Given passage:
Article
Apr 8, 2026
How to Structure Equity When Co-Founders Contribute IP to a Startup
When co-founders contribute IP to a startup, equity structure gets complicated fast. Learn how to value contributions, document transfers, and avoid the disputes that kill companies.

Equity splits between co-founders are difficult enough when everyone is contributing the same thing: time, effort, and commitment going forward. When one co-founder is also contributing intellectual property they created before the company existed, the conversation gets significantly more complicated.
The technical founder who spent two years building a machine learning model before recruiting a business co-founder. The researcher who developed a novel drug compound and is now starting a biotech with two operators. The engineer who wrote the core codebase and brought in a CEO and a designer to build a company around it. In each of these situations, someone is contributing something that already exists and already has value, and the question of how that contribution should be reflected in the equity split is one that founders get wrong more often than they get right.
Getting it wrong has real consequences. Equity disputes between co-founders are one of the leading causes of early-stage startup failure. IP ownership disputes that surface during fundraising kill deals. And founders who feel they were undercompensated for their IP contributions carry resentment that degrades working relationships long before it becomes a legal dispute.
This post explains how to think about the equity structure when IP is part of the founding contribution, how to document the transfer correctly, and how to build a structure that holds up to investor scrutiny and the test of time.
Why IP contributions complicate the equity conversation
In a standard co-founder equity split, the relevant inputs are forward-looking: who is going to do what, how much time is each person committing, what roles are they taking on, and what is each person's relative contribution to the company's success going forward. The equity split is essentially a bet on future contribution.

Supplied records:
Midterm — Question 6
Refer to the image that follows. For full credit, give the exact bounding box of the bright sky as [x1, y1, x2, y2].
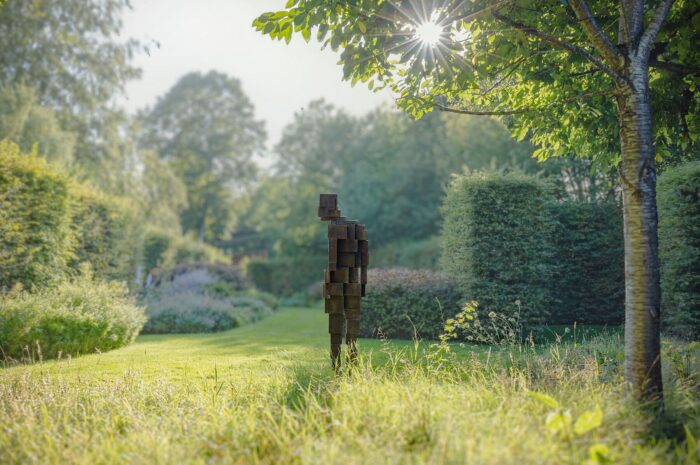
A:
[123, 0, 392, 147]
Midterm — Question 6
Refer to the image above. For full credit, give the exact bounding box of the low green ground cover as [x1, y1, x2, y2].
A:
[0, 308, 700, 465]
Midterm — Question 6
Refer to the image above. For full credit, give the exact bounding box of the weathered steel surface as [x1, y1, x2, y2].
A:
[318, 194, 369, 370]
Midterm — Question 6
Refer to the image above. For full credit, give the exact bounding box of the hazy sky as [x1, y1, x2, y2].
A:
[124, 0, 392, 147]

--

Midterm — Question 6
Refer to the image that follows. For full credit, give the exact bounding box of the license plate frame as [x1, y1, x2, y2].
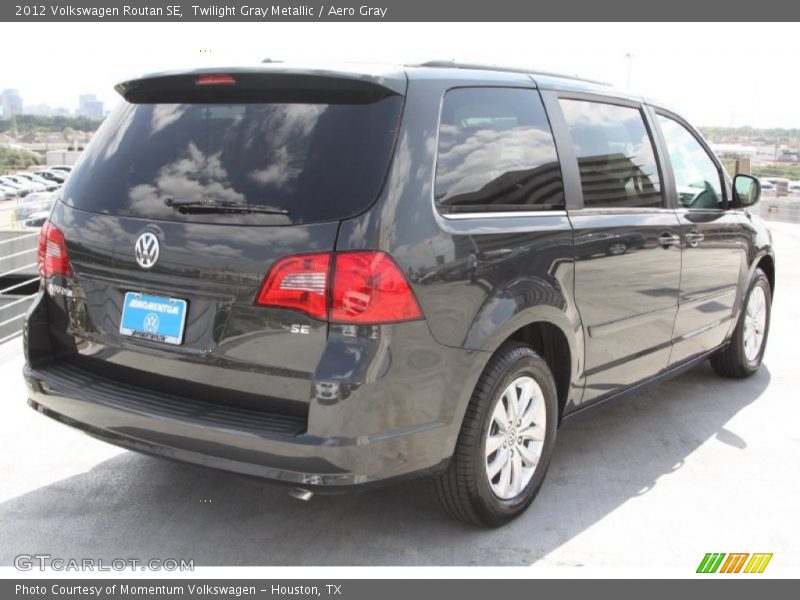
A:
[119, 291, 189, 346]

Exercise task 1: According to the article on co-founder equity, what is one of the leading causes of early-stage startup failure?
Exercise task 2: From the article on co-founder equity, quote the part that opens with the words containing "Equity splits between" and closes with "significantly more complicated.".

Worked answer 1: Equity disputes between co-founders.

Worked answer 2:
Equity splits between co-founders are difficult enough when everyone is contributing the same thing: time, effort, and commitment going forward. When one co-founder is also contributing intellectual property they created before the company existed, the conversation gets significantly more complicated.